Albany Times Union (Sunday)

Republican­s murdered their own party

- KATHLEEN PARKER kathleenpa­rker@washpost.com

With the electoral eviction of Donald Trump from the Oval Office, Republican­s had a shot at redemption and resurrecti­on.

They missed and failed — and deserve to spend the next several years in political purgatory. The chaos now enveloping what’s left of the Grand Old Party after four years of catering to an unstable president is theirs to own. Where conservati­sm once served as a moderating force — gently braking liberalism’s boundless enthusiasm — the former home of ordered liberty has become a halfway house for ruffians, insurrecti­onists and renegade warriors.

What does Donald Trump have on these people, one wonders? The continuing loyalty of so many to a man so demonstrab­ly dangerous can’t be explained by the “base,” a word never more aptly applied. What secrets were shared by Trump and House Minority Leader Kevin Mccarthy, who, after blaming Trump for the Jan. 6 mob attack, visited Trump at Mar-a-lago last week to make amends. It seems that The Don, yet another appropriat­e nickname, need only purse his button lips and whistle to summon his lapdogs to Palm Beach, there to conspire for the next Big Lie.

The party’s end was inevitable, foreshadow­ed in 2008 when little-boy Republican males, dazzled by the pretty, bornagain, prolife Alaska governor, thought Sarah Palin should be a heartbeat away from the presidency. The dumbing down of conservati­sm, in other words, began its terminal-velocity plunge, with a wink and a pair of shiny red shoes. Palin cast a spell as potent as the poppy fields of Oz, but turned the United States into her own moose-poppin,’ gum-smackin’ reality show.

Forget Kansas. We’re not in America anymore.

Eight years of the effete Barack Obama added insult to injury and paved the way for Donald Trump — a gaudier, cinematic version of the thrillah from Wasilla. Seizing upon our every worst instinct, he turned Palin’s lipsticked pig into a herd of seething, primitive barbarians. Now the Department of Homeland Security is warning of yet more violence by domestic extremists, presumably from the ranks of the mob and Qanon conspiraci­sts who stormed the Capitol with blood on their minds.

* [EXTRACTED ENTRIES]

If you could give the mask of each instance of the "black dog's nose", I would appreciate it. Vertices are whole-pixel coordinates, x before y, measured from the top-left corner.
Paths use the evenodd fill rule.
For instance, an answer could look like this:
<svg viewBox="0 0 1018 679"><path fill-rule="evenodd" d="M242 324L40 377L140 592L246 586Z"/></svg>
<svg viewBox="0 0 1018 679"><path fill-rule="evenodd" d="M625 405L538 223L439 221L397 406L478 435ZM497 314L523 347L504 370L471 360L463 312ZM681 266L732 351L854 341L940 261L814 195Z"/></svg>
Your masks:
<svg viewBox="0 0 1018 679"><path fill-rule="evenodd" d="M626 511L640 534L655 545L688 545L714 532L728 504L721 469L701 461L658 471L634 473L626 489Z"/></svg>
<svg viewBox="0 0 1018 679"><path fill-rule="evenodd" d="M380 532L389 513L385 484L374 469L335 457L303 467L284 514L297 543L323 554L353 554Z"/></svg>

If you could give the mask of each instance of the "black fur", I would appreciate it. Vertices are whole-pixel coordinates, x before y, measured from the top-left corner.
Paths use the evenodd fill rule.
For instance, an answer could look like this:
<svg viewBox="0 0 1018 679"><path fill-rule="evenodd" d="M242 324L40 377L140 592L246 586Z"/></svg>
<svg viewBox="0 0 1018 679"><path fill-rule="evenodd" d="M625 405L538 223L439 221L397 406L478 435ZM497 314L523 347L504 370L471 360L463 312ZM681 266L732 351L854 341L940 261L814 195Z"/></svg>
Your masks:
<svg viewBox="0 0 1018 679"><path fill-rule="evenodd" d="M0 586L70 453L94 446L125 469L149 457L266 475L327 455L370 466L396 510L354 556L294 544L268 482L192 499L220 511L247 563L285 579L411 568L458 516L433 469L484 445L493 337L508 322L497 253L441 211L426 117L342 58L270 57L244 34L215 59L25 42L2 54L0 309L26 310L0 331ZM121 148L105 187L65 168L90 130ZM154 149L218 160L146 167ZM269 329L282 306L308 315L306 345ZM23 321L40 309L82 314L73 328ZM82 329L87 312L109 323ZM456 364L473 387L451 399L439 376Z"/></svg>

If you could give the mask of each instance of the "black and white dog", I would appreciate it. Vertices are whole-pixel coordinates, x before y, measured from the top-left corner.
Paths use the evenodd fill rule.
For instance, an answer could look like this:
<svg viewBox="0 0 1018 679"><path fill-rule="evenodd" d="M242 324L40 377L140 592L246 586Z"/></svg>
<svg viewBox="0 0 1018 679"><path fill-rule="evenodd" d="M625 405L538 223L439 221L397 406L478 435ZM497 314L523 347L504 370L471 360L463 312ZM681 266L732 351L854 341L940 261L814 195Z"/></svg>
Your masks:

* [TO DO] List every person named in the body of the column about the Republican Party, leaving out the byline. The material has no part in what is asked here.

* [RESPONSE FOR THIS EXERCISE] Donald Trump, Kevin Mccarthy, Sarah Palin, Barack Obama